The specific surface area and porosity distribution characteristics of the hybrid were further explored by the N₂ adsorption/desorption isotherms in Fig. 5. The porous structure of Ni/NiO/RGO hybrid can be demonstrated by the hysteresis loops in Fig. 5(c). The curve in Fig. 5(d) displays a narrow pore-size distribution at 1.76 nm and a broad pore-size distribution around 12.52 nm, implying that the hybrid essentially contains mesoporous with a minor fraction of microporous structure. The hybrid shows a specific surface area of 55.10 m² g⁻¹ and an average pore size of 10.25 nm. Nevertheless, the specific surface area and the average pore size of NiO are 42.05 m² g⁻¹ and 15.67 nm, respectively, exhibiting that the Ni/NiO/RGO hybrid shows a bigger surface area and better uniform pore size distribution, which is consistent with the SEM and TEM analysis results. That is valuable for the supercapacitor applications to work for a high performance electrode.

Fig. 5 N₂ adsorption/desorption isotherms and pore size distribution curve of NiO (a and b) and Ni/NiO/RGO hybrid (c and d).

The electrochemical performances of Ni/NiO/RGO hybrid as electrode materials for supercapacitors were evaluated by cyclic voltammetry (CV), chronopotentiometry and electrochemical impedance spectroscopy (EIS).

Fig. 6 shows the CV curves of Ni/NiO/RGO hybrid and bare NiO at a scan rate of 10 mV s⁻¹. It can be seen that each CV curve exhibits a pair of strong redox peaks, indicating that the capacitance characteristic is mainly governed by pseudocapacitor behavior based on a fast redox process according to the following equation: NiO + OH⁻ ↔ NiOOH + e⁻.^62,63 It is also generally accepted that the area covered by the CV curves can be used to estimate the capacitance of a material.⁵⁴ As can be seen easily, the area under the CV curves for Ni/NiO/RGO hybrid is much larger than that of bare NiO, demonstrating the higher specific capacitance.

Fig. 6 CV curves of (a) NiO and (b) Ni/NiO/RGO hybrid at a scan rate of 10 mV s⁻¹.

*INSTRUCTIONS TO FOLLOW*.
Can you copy, word for word, the part of the text on the Ni/NiO/RGO hybrid that begins with "The electrochemical performances" and ends with "impedance spectroscopy (EIS)."?

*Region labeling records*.
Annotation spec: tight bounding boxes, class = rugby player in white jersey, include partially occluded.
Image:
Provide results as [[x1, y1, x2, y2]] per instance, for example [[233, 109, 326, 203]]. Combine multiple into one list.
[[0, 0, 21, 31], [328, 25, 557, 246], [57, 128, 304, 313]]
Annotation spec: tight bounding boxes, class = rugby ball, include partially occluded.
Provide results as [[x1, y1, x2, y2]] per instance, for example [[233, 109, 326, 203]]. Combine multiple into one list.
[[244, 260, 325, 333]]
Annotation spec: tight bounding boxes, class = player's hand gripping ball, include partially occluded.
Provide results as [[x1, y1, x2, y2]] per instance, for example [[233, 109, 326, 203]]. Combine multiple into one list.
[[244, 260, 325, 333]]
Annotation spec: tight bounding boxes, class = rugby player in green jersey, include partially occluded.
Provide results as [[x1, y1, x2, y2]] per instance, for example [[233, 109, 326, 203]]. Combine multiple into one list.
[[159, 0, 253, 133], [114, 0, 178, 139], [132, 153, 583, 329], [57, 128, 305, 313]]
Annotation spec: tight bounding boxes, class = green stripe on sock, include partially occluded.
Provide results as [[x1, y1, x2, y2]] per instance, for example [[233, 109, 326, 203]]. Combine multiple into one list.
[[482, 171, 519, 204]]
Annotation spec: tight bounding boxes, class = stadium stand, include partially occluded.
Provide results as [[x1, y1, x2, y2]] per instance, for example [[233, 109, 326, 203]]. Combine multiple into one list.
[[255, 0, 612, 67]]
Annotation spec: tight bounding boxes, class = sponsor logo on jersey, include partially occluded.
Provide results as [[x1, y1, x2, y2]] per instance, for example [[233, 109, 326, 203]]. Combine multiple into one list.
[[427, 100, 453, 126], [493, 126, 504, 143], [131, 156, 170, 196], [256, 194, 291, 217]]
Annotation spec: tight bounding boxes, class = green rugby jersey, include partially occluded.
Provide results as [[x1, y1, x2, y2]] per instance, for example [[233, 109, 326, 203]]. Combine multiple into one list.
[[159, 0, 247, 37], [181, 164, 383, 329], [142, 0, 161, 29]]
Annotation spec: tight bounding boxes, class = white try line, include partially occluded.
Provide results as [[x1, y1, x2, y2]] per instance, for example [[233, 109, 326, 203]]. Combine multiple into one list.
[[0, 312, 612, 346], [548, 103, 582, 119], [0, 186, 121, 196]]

*CORRECT RESPONSE*.
The electrochemical performances of Ni/NiO/RGO hybrid as electrode materials for supercapacitors were evaluated by cyclic voltammetry (CV), chronopotentiometry and electrochemical impedance spectroscopy (EIS).